— WHAT IS REQUIRED —
Scan the listing below. Return every line containing the string "bird".

— EXERCISE INPUTS —
:::::

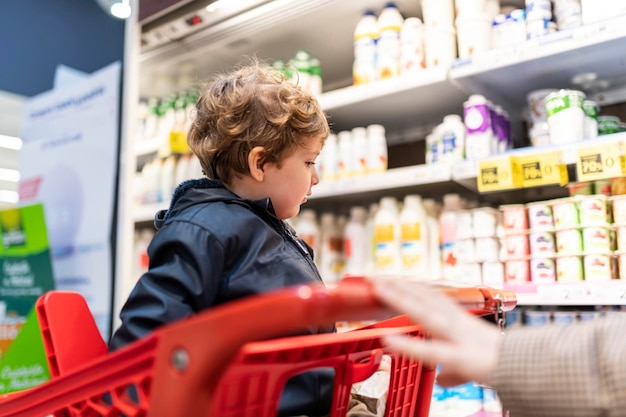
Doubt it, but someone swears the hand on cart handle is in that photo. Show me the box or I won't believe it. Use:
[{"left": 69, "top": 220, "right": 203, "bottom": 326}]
[{"left": 371, "top": 278, "right": 504, "bottom": 388}]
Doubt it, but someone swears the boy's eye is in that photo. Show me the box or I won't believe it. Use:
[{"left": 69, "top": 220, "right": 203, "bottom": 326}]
[{"left": 306, "top": 161, "right": 316, "bottom": 167}]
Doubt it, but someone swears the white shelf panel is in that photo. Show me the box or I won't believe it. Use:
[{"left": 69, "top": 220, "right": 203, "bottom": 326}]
[
  {"left": 309, "top": 164, "right": 453, "bottom": 200},
  {"left": 318, "top": 69, "right": 469, "bottom": 134},
  {"left": 450, "top": 15, "right": 626, "bottom": 110},
  {"left": 507, "top": 282, "right": 626, "bottom": 306},
  {"left": 134, "top": 136, "right": 164, "bottom": 157},
  {"left": 133, "top": 203, "right": 167, "bottom": 224}
]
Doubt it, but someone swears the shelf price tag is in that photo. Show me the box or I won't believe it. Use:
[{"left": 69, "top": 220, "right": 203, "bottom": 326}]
[
  {"left": 518, "top": 151, "right": 568, "bottom": 188},
  {"left": 477, "top": 156, "right": 521, "bottom": 192},
  {"left": 169, "top": 131, "right": 190, "bottom": 154},
  {"left": 576, "top": 141, "right": 625, "bottom": 182}
]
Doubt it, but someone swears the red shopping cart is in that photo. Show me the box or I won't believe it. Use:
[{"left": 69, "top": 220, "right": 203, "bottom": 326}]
[{"left": 0, "top": 277, "right": 516, "bottom": 417}]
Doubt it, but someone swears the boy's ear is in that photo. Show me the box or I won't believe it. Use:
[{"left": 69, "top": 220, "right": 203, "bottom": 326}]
[{"left": 248, "top": 146, "right": 266, "bottom": 181}]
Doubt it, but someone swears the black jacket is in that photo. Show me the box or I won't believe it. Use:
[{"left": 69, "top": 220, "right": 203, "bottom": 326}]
[{"left": 109, "top": 178, "right": 334, "bottom": 416}]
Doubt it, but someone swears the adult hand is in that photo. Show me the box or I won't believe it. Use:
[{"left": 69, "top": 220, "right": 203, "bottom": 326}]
[{"left": 371, "top": 279, "right": 502, "bottom": 387}]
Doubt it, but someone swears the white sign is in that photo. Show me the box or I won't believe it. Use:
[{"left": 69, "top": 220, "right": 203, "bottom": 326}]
[{"left": 18, "top": 61, "right": 121, "bottom": 338}]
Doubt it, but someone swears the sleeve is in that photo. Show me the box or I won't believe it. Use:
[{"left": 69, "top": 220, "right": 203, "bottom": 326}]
[
  {"left": 490, "top": 315, "right": 626, "bottom": 417},
  {"left": 108, "top": 220, "right": 226, "bottom": 350}
]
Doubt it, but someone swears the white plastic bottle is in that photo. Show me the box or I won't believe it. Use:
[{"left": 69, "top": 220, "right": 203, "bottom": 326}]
[
  {"left": 343, "top": 206, "right": 369, "bottom": 277},
  {"left": 374, "top": 196, "right": 402, "bottom": 277},
  {"left": 400, "top": 17, "right": 425, "bottom": 74},
  {"left": 187, "top": 154, "right": 205, "bottom": 179},
  {"left": 463, "top": 94, "right": 495, "bottom": 160},
  {"left": 441, "top": 114, "right": 467, "bottom": 162},
  {"left": 353, "top": 10, "right": 379, "bottom": 85},
  {"left": 175, "top": 153, "right": 191, "bottom": 184},
  {"left": 308, "top": 56, "right": 323, "bottom": 97},
  {"left": 423, "top": 198, "right": 442, "bottom": 280},
  {"left": 400, "top": 195, "right": 429, "bottom": 280},
  {"left": 160, "top": 155, "right": 177, "bottom": 203},
  {"left": 295, "top": 209, "right": 320, "bottom": 263},
  {"left": 366, "top": 124, "right": 389, "bottom": 173},
  {"left": 365, "top": 202, "right": 379, "bottom": 276},
  {"left": 320, "top": 213, "right": 342, "bottom": 284},
  {"left": 376, "top": 2, "right": 404, "bottom": 80},
  {"left": 337, "top": 130, "right": 353, "bottom": 179},
  {"left": 440, "top": 193, "right": 463, "bottom": 280},
  {"left": 321, "top": 133, "right": 339, "bottom": 182},
  {"left": 351, "top": 127, "right": 368, "bottom": 177}
]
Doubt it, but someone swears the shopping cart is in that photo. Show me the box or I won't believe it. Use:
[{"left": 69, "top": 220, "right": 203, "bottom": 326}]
[{"left": 0, "top": 276, "right": 516, "bottom": 417}]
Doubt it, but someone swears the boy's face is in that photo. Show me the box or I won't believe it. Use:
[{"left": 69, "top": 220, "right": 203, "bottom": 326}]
[{"left": 262, "top": 136, "right": 323, "bottom": 219}]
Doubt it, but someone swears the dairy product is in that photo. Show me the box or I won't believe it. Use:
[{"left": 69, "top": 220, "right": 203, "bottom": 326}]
[
  {"left": 353, "top": 10, "right": 378, "bottom": 85},
  {"left": 400, "top": 195, "right": 429, "bottom": 280},
  {"left": 376, "top": 2, "right": 404, "bottom": 80}
]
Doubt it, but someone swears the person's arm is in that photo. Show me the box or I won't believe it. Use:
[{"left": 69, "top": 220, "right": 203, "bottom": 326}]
[
  {"left": 491, "top": 315, "right": 626, "bottom": 417},
  {"left": 371, "top": 279, "right": 626, "bottom": 417}
]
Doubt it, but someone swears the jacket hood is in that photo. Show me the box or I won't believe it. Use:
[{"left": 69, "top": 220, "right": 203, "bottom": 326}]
[{"left": 153, "top": 178, "right": 275, "bottom": 230}]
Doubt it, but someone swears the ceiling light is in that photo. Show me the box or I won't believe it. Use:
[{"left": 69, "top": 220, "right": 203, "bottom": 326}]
[
  {"left": 0, "top": 135, "right": 22, "bottom": 151},
  {"left": 94, "top": 0, "right": 132, "bottom": 19}
]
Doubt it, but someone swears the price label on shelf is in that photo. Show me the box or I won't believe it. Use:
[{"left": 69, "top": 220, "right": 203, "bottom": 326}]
[
  {"left": 477, "top": 156, "right": 521, "bottom": 192},
  {"left": 576, "top": 141, "right": 625, "bottom": 181},
  {"left": 518, "top": 151, "right": 568, "bottom": 188},
  {"left": 169, "top": 131, "right": 190, "bottom": 154}
]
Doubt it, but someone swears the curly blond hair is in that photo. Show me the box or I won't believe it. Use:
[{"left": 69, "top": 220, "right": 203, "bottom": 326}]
[{"left": 187, "top": 60, "right": 330, "bottom": 185}]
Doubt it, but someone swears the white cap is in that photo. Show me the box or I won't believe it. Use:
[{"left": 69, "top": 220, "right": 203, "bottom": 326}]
[{"left": 350, "top": 206, "right": 368, "bottom": 222}]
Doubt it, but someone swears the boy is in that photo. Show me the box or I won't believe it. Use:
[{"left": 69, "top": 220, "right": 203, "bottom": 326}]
[{"left": 110, "top": 61, "right": 340, "bottom": 416}]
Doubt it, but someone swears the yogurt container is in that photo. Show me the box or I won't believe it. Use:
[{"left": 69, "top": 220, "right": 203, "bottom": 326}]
[
  {"left": 556, "top": 254, "right": 584, "bottom": 282},
  {"left": 456, "top": 210, "right": 474, "bottom": 240},
  {"left": 581, "top": 226, "right": 612, "bottom": 252},
  {"left": 576, "top": 194, "right": 608, "bottom": 225},
  {"left": 568, "top": 181, "right": 594, "bottom": 196},
  {"left": 527, "top": 89, "right": 557, "bottom": 129},
  {"left": 582, "top": 100, "right": 599, "bottom": 139},
  {"left": 526, "top": 201, "right": 554, "bottom": 230},
  {"left": 504, "top": 233, "right": 530, "bottom": 258},
  {"left": 475, "top": 237, "right": 501, "bottom": 262},
  {"left": 614, "top": 224, "right": 626, "bottom": 251},
  {"left": 472, "top": 207, "right": 500, "bottom": 238},
  {"left": 555, "top": 228, "right": 583, "bottom": 253},
  {"left": 597, "top": 116, "right": 621, "bottom": 135},
  {"left": 544, "top": 89, "right": 586, "bottom": 145},
  {"left": 610, "top": 195, "right": 626, "bottom": 223},
  {"left": 617, "top": 251, "right": 626, "bottom": 280},
  {"left": 505, "top": 259, "right": 530, "bottom": 282},
  {"left": 583, "top": 253, "right": 613, "bottom": 282},
  {"left": 530, "top": 256, "right": 556, "bottom": 284},
  {"left": 551, "top": 197, "right": 579, "bottom": 228},
  {"left": 529, "top": 230, "right": 555, "bottom": 255},
  {"left": 501, "top": 204, "right": 528, "bottom": 233},
  {"left": 482, "top": 261, "right": 505, "bottom": 287},
  {"left": 457, "top": 239, "right": 477, "bottom": 263}
]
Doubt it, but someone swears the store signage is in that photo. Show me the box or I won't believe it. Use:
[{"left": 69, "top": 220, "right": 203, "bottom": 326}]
[
  {"left": 0, "top": 204, "right": 55, "bottom": 317},
  {"left": 576, "top": 142, "right": 625, "bottom": 181},
  {"left": 478, "top": 151, "right": 568, "bottom": 193},
  {"left": 517, "top": 151, "right": 568, "bottom": 188},
  {"left": 477, "top": 156, "right": 521, "bottom": 192},
  {"left": 168, "top": 131, "right": 190, "bottom": 154}
]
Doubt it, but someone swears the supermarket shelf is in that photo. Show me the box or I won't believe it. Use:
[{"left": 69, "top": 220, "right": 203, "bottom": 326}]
[
  {"left": 310, "top": 164, "right": 453, "bottom": 200},
  {"left": 506, "top": 282, "right": 626, "bottom": 306},
  {"left": 133, "top": 203, "right": 167, "bottom": 224},
  {"left": 317, "top": 69, "right": 469, "bottom": 136},
  {"left": 134, "top": 136, "right": 164, "bottom": 157},
  {"left": 450, "top": 15, "right": 626, "bottom": 110}
]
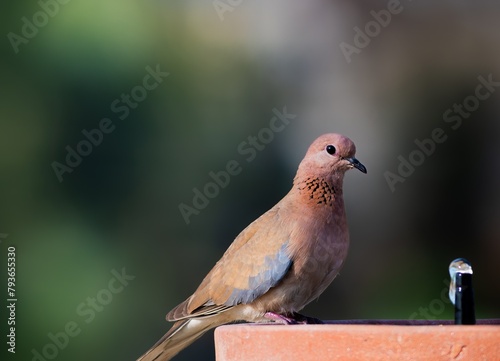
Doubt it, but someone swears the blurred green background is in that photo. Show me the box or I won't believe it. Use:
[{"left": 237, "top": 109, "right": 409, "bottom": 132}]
[{"left": 1, "top": 1, "right": 499, "bottom": 360}]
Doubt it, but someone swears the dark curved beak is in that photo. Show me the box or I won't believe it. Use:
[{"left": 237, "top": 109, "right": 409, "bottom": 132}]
[{"left": 345, "top": 157, "right": 367, "bottom": 174}]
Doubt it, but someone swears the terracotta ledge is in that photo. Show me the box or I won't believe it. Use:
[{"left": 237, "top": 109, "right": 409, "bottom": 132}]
[{"left": 215, "top": 320, "right": 500, "bottom": 361}]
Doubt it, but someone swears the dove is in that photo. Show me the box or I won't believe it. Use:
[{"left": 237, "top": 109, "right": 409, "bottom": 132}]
[{"left": 137, "top": 133, "right": 366, "bottom": 361}]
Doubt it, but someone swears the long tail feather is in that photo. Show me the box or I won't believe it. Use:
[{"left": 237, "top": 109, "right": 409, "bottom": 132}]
[{"left": 137, "top": 317, "right": 224, "bottom": 361}]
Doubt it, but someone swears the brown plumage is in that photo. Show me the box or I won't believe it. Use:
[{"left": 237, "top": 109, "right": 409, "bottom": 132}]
[{"left": 137, "top": 133, "right": 366, "bottom": 361}]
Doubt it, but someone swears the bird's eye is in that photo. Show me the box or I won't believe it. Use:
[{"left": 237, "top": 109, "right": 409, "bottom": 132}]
[{"left": 326, "top": 145, "right": 336, "bottom": 155}]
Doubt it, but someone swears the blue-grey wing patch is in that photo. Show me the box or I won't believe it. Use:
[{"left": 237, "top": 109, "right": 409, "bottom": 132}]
[{"left": 223, "top": 241, "right": 292, "bottom": 306}]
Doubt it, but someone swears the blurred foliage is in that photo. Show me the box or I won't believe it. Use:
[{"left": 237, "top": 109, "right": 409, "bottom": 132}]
[{"left": 0, "top": 1, "right": 499, "bottom": 361}]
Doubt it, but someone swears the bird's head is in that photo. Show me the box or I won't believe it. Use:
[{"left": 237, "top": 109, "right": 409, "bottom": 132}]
[{"left": 296, "top": 133, "right": 367, "bottom": 182}]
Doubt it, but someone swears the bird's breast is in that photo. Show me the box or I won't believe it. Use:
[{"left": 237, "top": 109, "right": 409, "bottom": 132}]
[
  {"left": 262, "top": 217, "right": 350, "bottom": 313},
  {"left": 293, "top": 223, "right": 349, "bottom": 282}
]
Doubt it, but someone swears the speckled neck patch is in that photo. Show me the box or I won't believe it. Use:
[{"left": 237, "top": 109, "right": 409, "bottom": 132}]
[{"left": 297, "top": 177, "right": 336, "bottom": 206}]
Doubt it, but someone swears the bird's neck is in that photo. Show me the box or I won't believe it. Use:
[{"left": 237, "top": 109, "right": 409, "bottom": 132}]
[{"left": 292, "top": 174, "right": 343, "bottom": 208}]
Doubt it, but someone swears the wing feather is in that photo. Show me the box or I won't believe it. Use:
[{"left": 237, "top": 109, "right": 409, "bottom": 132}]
[{"left": 167, "top": 206, "right": 292, "bottom": 321}]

:::::

— SOLUTION FOR THIS EXERCISE —
Doubt it, but someone swears the bird's eye is in that photo. Show me the box or I won't believe it. Use:
Doubt it, but someone swears the bird's head is in that photo. Show me the box or I won't believe it. Use:
Doubt it, but someone swears the bird's breast is in that photo. Show me the box or I won't believe it. Use:
Doubt it, but someone swears the bird's neck is in that photo. Show me the box or I won't believe it. Use:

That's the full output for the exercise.